**Exercise objective:** Can you rewrite the data from the line with "Exercise. For every instance of the rocky" up to and including the line with "[(92, 213)]", requests included, scaling every point coordinate in the answers by 0.4 and rounding to whole numbers with halves going up? Leave the requests and their format samples unchanged.

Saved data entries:

--*--

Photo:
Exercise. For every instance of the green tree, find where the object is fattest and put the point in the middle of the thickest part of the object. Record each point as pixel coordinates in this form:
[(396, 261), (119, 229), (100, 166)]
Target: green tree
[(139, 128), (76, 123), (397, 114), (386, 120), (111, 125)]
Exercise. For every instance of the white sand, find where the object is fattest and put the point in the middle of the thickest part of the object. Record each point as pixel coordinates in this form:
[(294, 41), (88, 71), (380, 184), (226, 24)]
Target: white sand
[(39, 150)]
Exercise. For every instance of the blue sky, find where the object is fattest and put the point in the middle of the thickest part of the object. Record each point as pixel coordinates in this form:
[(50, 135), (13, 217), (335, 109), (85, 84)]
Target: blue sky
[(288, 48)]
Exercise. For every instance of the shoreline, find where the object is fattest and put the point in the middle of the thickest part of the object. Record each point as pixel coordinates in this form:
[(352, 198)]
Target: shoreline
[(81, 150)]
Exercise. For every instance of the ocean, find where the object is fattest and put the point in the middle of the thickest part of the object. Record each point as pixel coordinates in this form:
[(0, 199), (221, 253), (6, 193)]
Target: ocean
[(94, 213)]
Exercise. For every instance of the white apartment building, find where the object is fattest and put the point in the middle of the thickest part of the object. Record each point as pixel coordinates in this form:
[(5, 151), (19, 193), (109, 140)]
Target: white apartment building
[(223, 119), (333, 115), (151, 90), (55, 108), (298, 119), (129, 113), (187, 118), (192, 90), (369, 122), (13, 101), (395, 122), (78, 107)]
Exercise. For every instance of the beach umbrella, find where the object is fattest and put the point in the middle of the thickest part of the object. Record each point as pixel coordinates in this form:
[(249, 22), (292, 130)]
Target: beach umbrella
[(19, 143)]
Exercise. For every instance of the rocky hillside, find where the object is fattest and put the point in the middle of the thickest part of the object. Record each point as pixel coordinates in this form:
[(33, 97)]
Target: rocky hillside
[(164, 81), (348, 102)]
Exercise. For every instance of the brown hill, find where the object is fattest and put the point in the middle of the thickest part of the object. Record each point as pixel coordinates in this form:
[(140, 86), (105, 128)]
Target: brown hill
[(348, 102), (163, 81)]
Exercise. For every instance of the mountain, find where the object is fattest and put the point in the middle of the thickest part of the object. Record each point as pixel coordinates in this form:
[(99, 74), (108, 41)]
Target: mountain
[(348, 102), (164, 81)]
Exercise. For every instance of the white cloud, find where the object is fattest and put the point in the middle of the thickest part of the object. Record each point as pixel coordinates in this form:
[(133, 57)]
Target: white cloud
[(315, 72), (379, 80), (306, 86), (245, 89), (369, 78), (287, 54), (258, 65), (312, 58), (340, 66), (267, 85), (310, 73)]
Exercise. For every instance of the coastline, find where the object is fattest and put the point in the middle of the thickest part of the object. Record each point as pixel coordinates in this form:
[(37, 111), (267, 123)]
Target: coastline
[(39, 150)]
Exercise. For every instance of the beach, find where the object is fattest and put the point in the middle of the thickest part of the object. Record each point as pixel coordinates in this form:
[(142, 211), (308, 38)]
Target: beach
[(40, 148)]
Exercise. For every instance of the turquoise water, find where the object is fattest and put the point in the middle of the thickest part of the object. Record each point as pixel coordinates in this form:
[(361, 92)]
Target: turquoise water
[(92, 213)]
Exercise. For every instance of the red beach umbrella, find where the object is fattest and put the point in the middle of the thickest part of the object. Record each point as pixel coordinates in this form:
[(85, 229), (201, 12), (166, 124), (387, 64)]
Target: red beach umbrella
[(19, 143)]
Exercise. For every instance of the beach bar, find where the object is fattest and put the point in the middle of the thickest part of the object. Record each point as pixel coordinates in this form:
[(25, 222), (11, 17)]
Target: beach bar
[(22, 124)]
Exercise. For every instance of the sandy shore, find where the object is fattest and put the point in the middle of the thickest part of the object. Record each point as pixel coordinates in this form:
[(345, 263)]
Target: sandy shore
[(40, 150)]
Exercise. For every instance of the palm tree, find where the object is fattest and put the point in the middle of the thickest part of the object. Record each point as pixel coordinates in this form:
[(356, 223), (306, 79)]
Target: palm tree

--*--

**In response:**
Exercise. For every instance of the rocky hillside, find where the object is fattest and put the point in the middle of the thickest part of the object. Record each point as pixel coordinates in this form:
[(33, 97)]
Target: rocky hillside
[(66, 32), (139, 41)]
Exercise. For every instance of the brown hill, find where the object is fattest and put the point in the middle of the thickest part of the object. Record each point as pixel coordinates in this form:
[(140, 86), (105, 128)]
Target: brown hill
[(139, 41), (65, 32)]
Exercise. For every instance of the mountain, find where the object is fattest and put the point in the middle of the thickest part of the object. Record each point as pixel coordinates in this form:
[(99, 74), (108, 41)]
Target: mountain
[(139, 41), (66, 32)]
Exercise. For every instance of the white cloud, find where the object is fattest and put the point in the middle of the thickest part of the object. Record each point as pixel coordinates in this form:
[(133, 57)]
Target: white cloud
[(126, 29), (152, 32), (122, 34), (98, 36), (148, 31), (115, 22), (103, 26), (125, 23), (136, 26), (107, 34), (124, 29)]
Exercise. For every instance of the coastline, find where the object is fattest and put the point in the middle of the thickest part of the object. Record each point as pixel coordinates in this form:
[(37, 111), (267, 123)]
Target: coastline
[(16, 60)]
Exercise. For every instance of the beach, find where the object is fattest and put the point in the middle of the thickest part of the object. Record each point as pixel coordinates in this form:
[(142, 211), (308, 38)]
Target: beach
[(16, 59)]
Exercise. For every instance of the turquoise water, find where the object is fattest and put the point in the middle of the thickest part of the object. Record each point as pixel coordinates in this form:
[(361, 92)]
Target: turquoise water
[(37, 85)]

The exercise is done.